RECORDS FOR THE TASK –

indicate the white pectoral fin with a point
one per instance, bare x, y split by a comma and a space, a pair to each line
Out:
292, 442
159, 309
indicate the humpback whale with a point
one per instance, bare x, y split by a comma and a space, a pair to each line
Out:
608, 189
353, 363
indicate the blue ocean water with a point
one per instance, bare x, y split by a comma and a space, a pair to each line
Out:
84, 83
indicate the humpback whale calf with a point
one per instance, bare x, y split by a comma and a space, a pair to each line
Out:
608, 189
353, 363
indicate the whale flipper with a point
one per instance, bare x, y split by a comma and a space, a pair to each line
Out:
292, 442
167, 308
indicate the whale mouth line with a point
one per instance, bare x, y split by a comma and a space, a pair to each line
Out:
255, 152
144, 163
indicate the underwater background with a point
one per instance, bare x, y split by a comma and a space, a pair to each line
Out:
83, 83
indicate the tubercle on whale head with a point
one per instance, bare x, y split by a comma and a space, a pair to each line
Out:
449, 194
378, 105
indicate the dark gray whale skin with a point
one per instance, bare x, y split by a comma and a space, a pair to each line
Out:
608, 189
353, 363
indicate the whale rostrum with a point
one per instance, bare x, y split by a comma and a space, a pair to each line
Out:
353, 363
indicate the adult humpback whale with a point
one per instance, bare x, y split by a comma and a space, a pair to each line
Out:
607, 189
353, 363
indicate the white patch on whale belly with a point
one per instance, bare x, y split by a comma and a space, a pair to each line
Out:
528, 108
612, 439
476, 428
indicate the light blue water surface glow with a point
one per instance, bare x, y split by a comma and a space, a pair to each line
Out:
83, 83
==
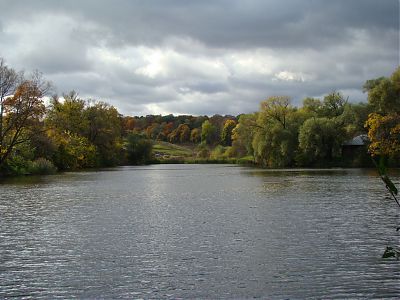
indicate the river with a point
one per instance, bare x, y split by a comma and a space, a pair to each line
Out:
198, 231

WHAT THIS TASK INVOLVES –
Copy out every line of the material above that contains the string "whale", treating uppercase and lowercase as different.

ANSWER TO THIS TASK –
indicate the humpback whale with a point
indicate the humpback whale calf with a point
indicate the whale flipper with a point
indicate the whale mouth line with a point
indicate the tubercle on whale head with a point
indicate the dark gray whale skin with a point
indicate the whale rostrum with a point
indicate the adult humpback whale with a point
indicate the white patch on whale belly with a point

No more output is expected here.